= WHAT IS BEING ASKED =
Give the lines of the material from the one containing "Look at the photo above. For every instance of the tree" down to the one containing "pixel 17 148", both included, as a Markdown table with columns Row and Line. Number each line in the Row column and omit blank lines.

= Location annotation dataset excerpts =
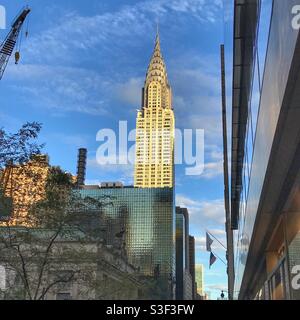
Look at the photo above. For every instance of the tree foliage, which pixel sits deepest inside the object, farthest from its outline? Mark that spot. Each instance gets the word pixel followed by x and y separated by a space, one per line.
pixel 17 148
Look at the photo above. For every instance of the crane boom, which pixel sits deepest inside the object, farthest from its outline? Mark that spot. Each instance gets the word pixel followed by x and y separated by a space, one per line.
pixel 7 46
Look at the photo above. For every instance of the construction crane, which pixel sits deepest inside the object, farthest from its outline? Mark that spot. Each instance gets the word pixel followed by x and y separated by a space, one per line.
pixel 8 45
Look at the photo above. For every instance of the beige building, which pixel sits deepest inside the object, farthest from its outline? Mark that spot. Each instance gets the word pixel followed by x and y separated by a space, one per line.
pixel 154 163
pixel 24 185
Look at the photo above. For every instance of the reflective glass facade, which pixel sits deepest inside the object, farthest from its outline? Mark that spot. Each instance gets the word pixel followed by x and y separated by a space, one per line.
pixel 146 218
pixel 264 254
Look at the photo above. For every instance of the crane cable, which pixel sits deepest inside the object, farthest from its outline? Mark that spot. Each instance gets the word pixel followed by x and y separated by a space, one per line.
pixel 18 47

...

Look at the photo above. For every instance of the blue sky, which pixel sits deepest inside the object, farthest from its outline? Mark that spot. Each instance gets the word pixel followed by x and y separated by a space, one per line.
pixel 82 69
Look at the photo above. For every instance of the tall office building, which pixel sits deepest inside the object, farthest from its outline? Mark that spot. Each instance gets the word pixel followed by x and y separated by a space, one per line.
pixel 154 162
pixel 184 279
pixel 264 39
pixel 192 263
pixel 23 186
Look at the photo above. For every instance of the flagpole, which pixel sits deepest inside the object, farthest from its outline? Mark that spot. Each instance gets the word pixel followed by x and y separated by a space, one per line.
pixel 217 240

= COMPLETED EXERCISE =
| Row | Line |
|---|---|
| 1 | Look at the photo above. For every instance of the tree foliage, which pixel sits deepest inside the object, farthest from its outline? Mark that spot. Each instance gets the word pixel followed by x and y separated by a space, one per line. |
| 2 | pixel 17 148 |